=== ANGEZEIGTER TEXT ===
· · ·

LG und OLG haben die Klage abgewiesen. Die Revision der Kl. führte zur Aufhebung und Zurückverweisung der Sache an das BerGer.

Entscheidungsgründe


Auszüge aus den Gründen:

I. Das BerGer. meint, der Klageanspruch sei mit Ablauf des 20. 3. 1989 verjährt.

Die dreijährige Verjährungsfrist des § 51 BRAO habe mit Verkündung des erstinstanzlichen Urteils am 20. 3. 1986 begonnen. An diesem Tage sei ein - unterstellter - Schadensersatzanspruch entstanden. Von nun an habe er geltend gemacht und notfalls im Wege der Klage - auch der Feststellungsklage - durchgesetzt werden können. Daß der Schaden durch eine Rechtsmitteleinlegung nachträglich habe begrenzt werden oder ganz fortfallen können, stehe der Feststellungsklage nicht entgegen; Dauerhaftigkeit eines zunächst eingetretenen Schadens sei nicht Voraussetzung für deren Zulässigkeit. Der Schaden sei auch nicht erst mit Zustellung des erstinstanzlichen Urteils oder mit seiner Rechtskraft eingetreten. Entstanden sei der Schaden, sobald sich die Vermögenslage im Vergleich zum früheren Vermögensstand verschlechtert habe. Dies sei schon mit der Verkündung des Urteils geschehen, denn dessen Existenz sei bereits als Passivposten bei der Vermögensbewertung zu berücksichtigen gewesen. Jedenfalls sei in diesem Zeitpunkt eine Vermögensgefährdung eingetreten, die für den Verjährungsbeginn dem Vermögensschaden gleichstehe, ohne daß es darauf ankomme, von welchem Zeitpunkt an konkret eine Vollstreckung aus dem Urteil gedroht habe. Auf die Rechtskraft könne für die Schadensentstehung nicht abgestellt werden, denn diese besage nur etwas über die Endgültigkeit des eingetreten Schadens, auf die es jedoch nicht ankomme.

II. Den Erwägungen des BerGer. zum Schadenseintritt vermag der Senat im Streitfall, in dem es um einen Anwaltsfehler im Rahmen eines Prozeßmandates geht, nicht beizupflichten.

· · ·

=== ANGEZEIGTE DATEN ===
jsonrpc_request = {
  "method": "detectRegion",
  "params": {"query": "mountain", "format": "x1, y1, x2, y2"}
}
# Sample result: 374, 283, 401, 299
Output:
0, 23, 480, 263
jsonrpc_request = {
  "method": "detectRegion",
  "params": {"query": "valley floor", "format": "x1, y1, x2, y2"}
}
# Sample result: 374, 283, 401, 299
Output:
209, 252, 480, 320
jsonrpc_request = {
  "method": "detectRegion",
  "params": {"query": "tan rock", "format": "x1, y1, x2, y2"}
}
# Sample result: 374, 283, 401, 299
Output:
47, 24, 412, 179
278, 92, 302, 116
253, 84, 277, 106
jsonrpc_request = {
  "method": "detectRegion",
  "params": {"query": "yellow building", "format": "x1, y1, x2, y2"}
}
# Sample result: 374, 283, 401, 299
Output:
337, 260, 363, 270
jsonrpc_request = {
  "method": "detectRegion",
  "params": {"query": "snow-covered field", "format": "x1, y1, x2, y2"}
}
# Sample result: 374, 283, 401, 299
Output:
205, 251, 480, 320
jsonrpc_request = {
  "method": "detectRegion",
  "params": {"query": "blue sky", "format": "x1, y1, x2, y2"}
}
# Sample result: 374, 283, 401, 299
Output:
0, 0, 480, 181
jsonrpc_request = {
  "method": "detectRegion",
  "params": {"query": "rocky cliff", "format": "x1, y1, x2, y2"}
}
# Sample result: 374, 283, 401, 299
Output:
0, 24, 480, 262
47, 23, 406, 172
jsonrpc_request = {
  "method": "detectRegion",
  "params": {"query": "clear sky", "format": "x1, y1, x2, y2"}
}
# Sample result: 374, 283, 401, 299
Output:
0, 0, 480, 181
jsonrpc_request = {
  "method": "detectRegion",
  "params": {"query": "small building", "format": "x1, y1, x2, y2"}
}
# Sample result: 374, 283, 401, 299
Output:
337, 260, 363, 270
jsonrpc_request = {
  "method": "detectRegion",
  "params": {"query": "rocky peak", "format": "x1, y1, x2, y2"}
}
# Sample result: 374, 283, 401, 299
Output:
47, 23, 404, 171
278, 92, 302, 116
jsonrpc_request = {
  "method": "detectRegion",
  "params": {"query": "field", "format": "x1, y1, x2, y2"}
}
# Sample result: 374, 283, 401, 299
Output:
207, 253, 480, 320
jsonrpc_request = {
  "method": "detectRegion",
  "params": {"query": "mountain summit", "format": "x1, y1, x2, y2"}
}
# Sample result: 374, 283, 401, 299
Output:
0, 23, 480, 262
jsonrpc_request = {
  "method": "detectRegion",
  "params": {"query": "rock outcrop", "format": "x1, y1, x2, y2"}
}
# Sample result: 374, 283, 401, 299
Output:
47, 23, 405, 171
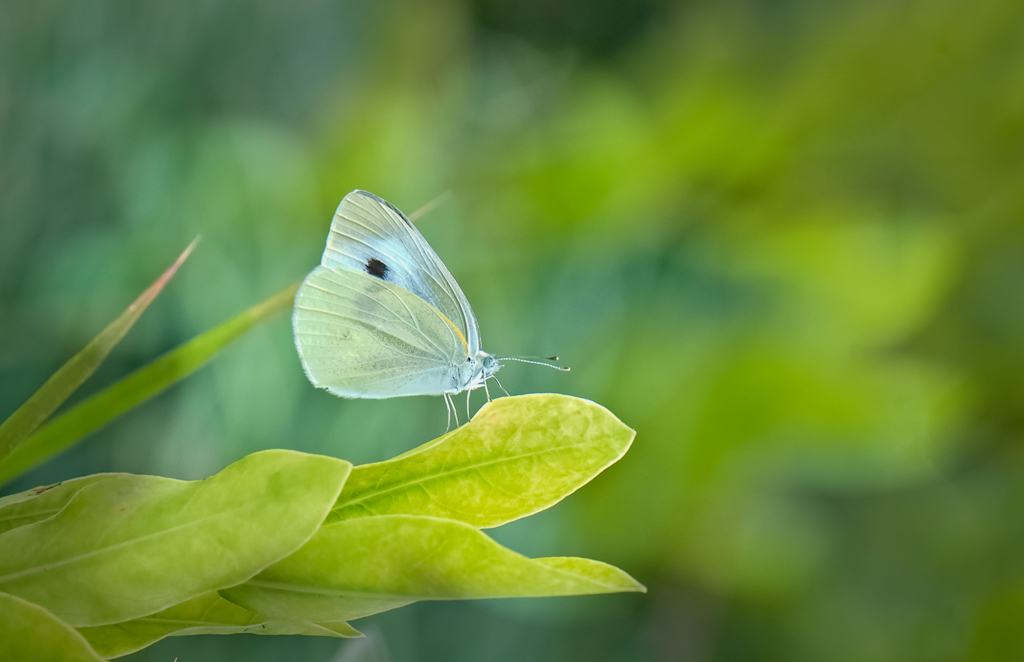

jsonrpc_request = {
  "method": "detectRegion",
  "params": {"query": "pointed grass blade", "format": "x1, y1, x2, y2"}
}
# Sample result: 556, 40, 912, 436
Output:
0, 237, 199, 461
0, 285, 298, 484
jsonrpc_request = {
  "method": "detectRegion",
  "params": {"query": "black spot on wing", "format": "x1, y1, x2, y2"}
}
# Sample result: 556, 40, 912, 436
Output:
366, 257, 391, 281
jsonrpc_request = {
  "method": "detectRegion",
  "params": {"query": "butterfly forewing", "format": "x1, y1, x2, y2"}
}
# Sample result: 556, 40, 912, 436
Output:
293, 265, 465, 398
321, 191, 480, 354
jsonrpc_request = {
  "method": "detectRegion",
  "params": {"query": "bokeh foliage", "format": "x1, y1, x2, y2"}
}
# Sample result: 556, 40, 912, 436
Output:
0, 0, 1024, 661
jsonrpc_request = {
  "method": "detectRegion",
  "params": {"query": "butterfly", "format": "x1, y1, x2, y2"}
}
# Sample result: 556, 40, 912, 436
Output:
292, 190, 567, 424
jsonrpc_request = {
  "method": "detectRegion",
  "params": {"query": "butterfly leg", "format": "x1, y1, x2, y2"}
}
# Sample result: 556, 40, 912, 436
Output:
441, 394, 452, 432
490, 375, 512, 398
449, 394, 459, 427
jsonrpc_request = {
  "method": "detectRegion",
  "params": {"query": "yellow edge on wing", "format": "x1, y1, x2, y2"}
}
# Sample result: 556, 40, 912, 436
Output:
434, 308, 469, 357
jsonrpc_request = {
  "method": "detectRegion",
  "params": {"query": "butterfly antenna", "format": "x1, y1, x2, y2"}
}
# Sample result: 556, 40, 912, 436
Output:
498, 357, 569, 372
409, 191, 452, 223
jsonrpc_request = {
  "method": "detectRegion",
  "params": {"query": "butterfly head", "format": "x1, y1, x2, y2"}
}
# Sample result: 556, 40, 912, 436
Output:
461, 350, 502, 390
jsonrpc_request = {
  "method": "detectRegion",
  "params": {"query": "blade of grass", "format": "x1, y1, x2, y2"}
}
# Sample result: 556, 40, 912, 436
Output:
0, 284, 299, 485
0, 237, 199, 462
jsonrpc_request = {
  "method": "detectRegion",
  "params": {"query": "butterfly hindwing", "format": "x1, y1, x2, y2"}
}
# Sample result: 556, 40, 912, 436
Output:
321, 191, 479, 360
293, 265, 466, 398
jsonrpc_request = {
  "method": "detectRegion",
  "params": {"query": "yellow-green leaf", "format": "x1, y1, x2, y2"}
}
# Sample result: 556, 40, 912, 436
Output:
0, 593, 102, 662
0, 450, 351, 627
79, 592, 362, 658
221, 514, 646, 622
327, 394, 635, 528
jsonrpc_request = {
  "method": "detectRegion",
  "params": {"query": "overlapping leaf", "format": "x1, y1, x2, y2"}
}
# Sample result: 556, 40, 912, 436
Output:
221, 514, 645, 622
0, 451, 350, 626
0, 593, 102, 662
79, 592, 361, 658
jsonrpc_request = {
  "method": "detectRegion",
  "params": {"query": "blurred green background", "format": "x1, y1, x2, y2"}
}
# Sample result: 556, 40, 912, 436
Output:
0, 0, 1024, 662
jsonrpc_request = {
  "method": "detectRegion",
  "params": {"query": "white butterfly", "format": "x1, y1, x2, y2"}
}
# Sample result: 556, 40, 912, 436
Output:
292, 191, 557, 423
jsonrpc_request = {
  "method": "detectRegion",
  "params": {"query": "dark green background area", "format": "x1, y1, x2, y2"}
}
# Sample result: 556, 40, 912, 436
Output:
0, 0, 1024, 662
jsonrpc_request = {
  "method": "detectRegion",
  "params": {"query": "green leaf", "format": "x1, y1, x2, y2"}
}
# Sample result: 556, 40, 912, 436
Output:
221, 514, 646, 622
0, 473, 128, 533
0, 450, 351, 626
79, 592, 362, 658
326, 394, 635, 528
0, 239, 199, 461
0, 285, 298, 484
0, 593, 102, 662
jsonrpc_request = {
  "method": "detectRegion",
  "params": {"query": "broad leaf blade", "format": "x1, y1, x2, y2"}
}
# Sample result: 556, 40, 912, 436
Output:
0, 450, 351, 626
0, 593, 102, 662
327, 394, 635, 528
221, 515, 646, 622
79, 592, 361, 658
0, 239, 199, 461
0, 473, 128, 533
0, 285, 298, 483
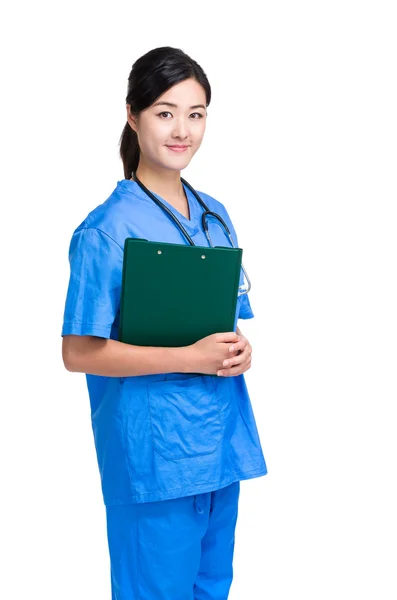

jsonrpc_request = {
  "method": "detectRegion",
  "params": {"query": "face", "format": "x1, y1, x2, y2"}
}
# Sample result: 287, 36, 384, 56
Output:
127, 79, 207, 171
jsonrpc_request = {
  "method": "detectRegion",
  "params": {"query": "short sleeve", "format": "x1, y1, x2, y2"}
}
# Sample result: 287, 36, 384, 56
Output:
61, 228, 124, 338
218, 205, 255, 319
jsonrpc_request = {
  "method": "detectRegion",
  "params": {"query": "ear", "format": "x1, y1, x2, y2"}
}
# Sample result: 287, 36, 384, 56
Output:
126, 104, 137, 133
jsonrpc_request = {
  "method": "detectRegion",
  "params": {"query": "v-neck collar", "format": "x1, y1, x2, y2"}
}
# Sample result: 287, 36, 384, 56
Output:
117, 179, 202, 234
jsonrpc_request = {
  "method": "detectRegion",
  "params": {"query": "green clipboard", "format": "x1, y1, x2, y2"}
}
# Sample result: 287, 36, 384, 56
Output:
119, 238, 243, 347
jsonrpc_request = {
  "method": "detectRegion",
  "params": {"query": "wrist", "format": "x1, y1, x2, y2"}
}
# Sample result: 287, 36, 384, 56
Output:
178, 344, 198, 373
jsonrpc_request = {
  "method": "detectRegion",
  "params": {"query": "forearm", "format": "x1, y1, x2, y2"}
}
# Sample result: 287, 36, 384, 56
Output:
63, 336, 195, 377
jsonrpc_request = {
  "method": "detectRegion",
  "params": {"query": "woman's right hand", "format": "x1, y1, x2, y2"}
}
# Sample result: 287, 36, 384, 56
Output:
188, 331, 240, 375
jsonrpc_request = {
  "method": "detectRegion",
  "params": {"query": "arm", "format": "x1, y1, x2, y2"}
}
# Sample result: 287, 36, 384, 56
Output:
62, 335, 195, 377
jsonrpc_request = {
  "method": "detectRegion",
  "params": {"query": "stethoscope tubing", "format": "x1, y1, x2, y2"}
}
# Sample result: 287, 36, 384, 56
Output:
133, 173, 251, 296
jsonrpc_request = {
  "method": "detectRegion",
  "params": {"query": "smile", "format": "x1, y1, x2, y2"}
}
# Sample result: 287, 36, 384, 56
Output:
167, 146, 189, 152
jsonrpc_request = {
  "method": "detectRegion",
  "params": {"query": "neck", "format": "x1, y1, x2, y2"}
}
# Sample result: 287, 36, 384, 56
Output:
131, 161, 185, 199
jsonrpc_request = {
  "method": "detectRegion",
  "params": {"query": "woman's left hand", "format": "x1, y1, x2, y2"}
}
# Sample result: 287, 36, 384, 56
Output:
217, 327, 252, 377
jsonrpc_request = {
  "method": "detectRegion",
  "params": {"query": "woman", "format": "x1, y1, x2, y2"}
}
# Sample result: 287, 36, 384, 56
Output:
62, 47, 267, 600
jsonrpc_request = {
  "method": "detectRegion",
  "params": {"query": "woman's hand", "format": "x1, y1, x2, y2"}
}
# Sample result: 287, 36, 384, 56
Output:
217, 327, 252, 377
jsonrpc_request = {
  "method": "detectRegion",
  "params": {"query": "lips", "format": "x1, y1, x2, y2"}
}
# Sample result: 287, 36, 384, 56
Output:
167, 145, 189, 152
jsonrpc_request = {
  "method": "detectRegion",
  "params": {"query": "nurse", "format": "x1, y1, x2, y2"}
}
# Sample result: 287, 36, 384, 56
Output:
62, 47, 267, 600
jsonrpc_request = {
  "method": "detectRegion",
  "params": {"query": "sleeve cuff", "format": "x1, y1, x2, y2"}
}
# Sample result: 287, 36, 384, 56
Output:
61, 321, 112, 338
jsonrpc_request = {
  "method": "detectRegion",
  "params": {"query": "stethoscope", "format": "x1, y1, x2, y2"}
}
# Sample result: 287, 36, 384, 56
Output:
132, 173, 251, 296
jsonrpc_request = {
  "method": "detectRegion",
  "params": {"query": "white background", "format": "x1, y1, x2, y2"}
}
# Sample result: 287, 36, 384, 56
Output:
0, 0, 397, 600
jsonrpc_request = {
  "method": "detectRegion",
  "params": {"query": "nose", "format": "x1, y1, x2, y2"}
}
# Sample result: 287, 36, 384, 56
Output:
173, 117, 189, 140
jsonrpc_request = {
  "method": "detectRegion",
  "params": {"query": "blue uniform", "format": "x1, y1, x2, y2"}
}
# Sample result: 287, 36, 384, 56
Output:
62, 179, 267, 600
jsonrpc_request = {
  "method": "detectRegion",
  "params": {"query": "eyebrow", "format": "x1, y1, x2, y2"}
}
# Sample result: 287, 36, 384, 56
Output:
153, 101, 205, 110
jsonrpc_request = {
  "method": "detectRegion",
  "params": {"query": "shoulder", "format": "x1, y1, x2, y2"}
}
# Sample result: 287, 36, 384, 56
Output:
73, 182, 139, 250
193, 190, 229, 217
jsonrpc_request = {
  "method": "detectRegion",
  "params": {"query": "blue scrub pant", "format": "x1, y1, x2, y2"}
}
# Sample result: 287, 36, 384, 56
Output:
106, 481, 240, 600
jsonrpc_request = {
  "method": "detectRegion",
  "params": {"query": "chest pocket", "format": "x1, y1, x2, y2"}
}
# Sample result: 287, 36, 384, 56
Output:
148, 375, 223, 460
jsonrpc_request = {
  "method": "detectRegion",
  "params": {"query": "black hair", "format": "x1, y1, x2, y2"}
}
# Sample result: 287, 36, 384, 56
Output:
119, 46, 211, 179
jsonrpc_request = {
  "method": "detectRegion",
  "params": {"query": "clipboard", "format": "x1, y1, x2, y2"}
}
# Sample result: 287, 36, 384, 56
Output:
119, 238, 243, 347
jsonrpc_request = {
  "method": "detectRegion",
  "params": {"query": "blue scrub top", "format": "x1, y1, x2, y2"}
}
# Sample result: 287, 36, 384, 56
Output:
61, 179, 267, 505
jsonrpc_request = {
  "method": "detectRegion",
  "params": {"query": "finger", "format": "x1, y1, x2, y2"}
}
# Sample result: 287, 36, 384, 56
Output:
222, 348, 252, 367
229, 340, 248, 352
215, 331, 240, 343
217, 361, 251, 377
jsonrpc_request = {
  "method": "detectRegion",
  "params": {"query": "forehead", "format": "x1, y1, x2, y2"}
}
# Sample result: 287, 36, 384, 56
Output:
152, 79, 206, 109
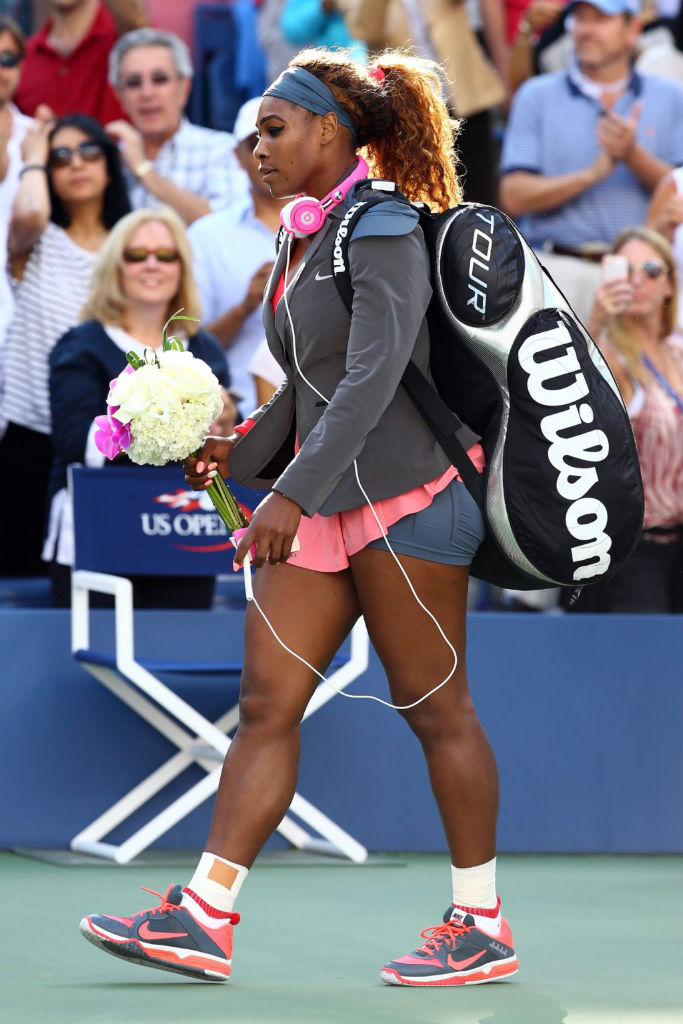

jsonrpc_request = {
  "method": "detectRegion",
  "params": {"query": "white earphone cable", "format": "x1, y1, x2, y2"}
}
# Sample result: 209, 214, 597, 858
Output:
245, 232, 458, 711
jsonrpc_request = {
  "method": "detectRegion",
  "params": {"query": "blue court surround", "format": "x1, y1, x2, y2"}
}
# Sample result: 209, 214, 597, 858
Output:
0, 608, 683, 852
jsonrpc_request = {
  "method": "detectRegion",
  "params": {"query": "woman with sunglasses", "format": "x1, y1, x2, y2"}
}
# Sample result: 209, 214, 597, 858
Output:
81, 49, 517, 991
575, 227, 683, 612
0, 114, 130, 575
43, 207, 237, 608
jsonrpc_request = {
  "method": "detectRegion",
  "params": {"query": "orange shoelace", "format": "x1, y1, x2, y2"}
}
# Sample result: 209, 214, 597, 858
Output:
135, 886, 178, 918
419, 921, 474, 953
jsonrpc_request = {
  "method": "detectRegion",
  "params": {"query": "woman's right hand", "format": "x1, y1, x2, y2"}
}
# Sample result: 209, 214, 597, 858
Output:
20, 118, 52, 165
182, 434, 238, 490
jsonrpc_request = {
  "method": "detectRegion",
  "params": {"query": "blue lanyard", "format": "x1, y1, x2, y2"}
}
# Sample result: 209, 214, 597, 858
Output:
641, 355, 683, 413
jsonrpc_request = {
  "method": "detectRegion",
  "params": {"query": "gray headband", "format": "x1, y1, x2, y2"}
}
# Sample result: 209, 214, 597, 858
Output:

· · ·

=== SCHRIFTLICHE AUFGABEN ===
a. Mit welchem Ereignis begann laut dem Urteilsauszug nach Ansicht des BerGer. die Verjährungsfrist des § 51 BRAO?
b. Übertragen Sie aus dem Urteilsauszug den Abschnitt von „LG und OLG haben“ bis einschließlich „3. 1989 verjährt.“ wortgetreu.
c. Prüfen Sie, ob die folgenden Aussagen mit dem Urteilsauszug übereinstimmen, und belegen Sie jede Antwort mit einem wörtlichen Zitat: (i) Das LG hat der Klage stattgegeben. (ii) Nach Ansicht des BerGer. beträgt die Verjährungsfrist des § 51 BRAO drei Jahre. (iii) Der Senat schließt sich den Erwägungen des BerGer. zum Schadenseintritt an.

=== LÖSUNGEN ===
a. Mit der Verkündung des erstinstanzlichen Urteils am 20. 3. 1986.

b.
LG und OLG haben die Klage abgewiesen. Die Revision der Kl. führte zur Aufhebung und Zurückverweisung der Sache an das BerGer.

Entscheidungsgründe


Auszüge aus den Gründen:

I. Das BerGer. meint, der Klageanspruch sei mit Ablauf des 20. 3. 1989 verjährt.

c.
(i) Nein: „LG und OLG haben die Klage abgewiesen.“
(ii) Ja: „Die dreijährige Verjährungsfrist des § 51 BRAO habe mit Verkündung des erstinstanzlichen Urteils am 20. 3. 1986 begonnen.“
(iii) Nein: „Den Erwägungen des BerGer. zum Schadenseintritt vermag der Senat im Streitfall, in dem es um einen Anwaltsfehler im Rahmen eines Prozeßmandates geht, nicht beizupflichten.“